— Start DATA FOR THE TASK —

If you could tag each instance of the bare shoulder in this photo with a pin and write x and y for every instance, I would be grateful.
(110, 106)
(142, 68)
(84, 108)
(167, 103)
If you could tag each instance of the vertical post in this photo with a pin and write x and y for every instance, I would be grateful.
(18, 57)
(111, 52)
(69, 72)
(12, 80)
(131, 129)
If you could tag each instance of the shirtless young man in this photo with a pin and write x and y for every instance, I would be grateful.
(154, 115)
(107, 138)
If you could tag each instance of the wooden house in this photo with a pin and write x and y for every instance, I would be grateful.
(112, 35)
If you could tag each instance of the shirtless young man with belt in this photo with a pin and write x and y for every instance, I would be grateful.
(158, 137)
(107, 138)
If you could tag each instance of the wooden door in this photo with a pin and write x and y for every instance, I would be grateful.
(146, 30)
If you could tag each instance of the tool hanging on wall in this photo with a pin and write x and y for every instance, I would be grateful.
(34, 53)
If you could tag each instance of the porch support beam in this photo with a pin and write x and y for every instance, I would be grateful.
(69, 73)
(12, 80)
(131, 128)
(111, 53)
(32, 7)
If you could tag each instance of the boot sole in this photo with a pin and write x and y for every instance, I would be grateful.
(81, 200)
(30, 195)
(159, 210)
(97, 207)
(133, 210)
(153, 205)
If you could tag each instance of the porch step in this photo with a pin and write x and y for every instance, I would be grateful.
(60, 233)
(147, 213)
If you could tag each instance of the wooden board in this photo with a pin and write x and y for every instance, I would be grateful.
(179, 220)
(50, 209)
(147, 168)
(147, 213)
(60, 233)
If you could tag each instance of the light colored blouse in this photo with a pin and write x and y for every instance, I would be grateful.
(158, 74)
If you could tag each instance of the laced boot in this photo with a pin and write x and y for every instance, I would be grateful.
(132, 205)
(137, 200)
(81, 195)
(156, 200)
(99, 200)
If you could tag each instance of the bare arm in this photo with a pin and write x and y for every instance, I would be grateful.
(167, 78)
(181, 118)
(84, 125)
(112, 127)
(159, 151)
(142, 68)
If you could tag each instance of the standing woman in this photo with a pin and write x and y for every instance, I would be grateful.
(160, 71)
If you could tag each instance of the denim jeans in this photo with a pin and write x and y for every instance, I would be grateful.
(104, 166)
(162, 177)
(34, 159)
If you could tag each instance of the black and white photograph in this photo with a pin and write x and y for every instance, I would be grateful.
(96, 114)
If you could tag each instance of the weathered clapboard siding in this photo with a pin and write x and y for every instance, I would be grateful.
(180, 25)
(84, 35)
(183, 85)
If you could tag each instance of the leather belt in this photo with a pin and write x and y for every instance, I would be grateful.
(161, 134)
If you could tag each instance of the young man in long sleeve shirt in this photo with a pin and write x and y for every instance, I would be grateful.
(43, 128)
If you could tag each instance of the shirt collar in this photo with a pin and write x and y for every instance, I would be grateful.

— End DATA FOR THE TASK —

YOUR GOAL: Please output the rows as a numbered list, starting at the line that contains "If you could tag each instance of the bare arm" and continuing through the last of the rows, leaving out any blank lines.

FULL SOLUTION:
1. If you could tag each instance of the bare arm in this photo with a pin and write x and y for every instance, I would be grateful.
2. (167, 78)
3. (181, 118)
4. (84, 125)
5. (112, 127)
6. (159, 151)
7. (142, 68)
8. If you could tag each instance of the standing woman in this photo with a pin and write x and y for every instance, I would be grateful.
9. (160, 71)
10. If you could tag each instance of the denim jeans in this photo with a pin and write x and y for every instance, I would be grateful.
11. (104, 166)
12. (162, 177)
13. (34, 159)
14. If you could tag each instance of the black and white photograph in this photo with a pin and write x and y for every instance, I would be grateful.
15. (96, 114)
16. If you could tag each instance of the weathered clapboard siding in this photo with a pin and write x and y for every instance, I would be grateful.
17. (180, 25)
18. (84, 35)
19. (183, 85)
20. If you could tag each instance of the leather belt in this photo with a pin and write x and y for every instance, I would be grateful.
21. (161, 134)
22. If you could tag each instance of the young man in long sleeve shirt in this photo with a pin and write x and y for every instance, I would be grateful.
23. (43, 128)
24. If you could tag each instance of the shirt collar in this photo with a pin and write x and y for every instance, I would be grateful.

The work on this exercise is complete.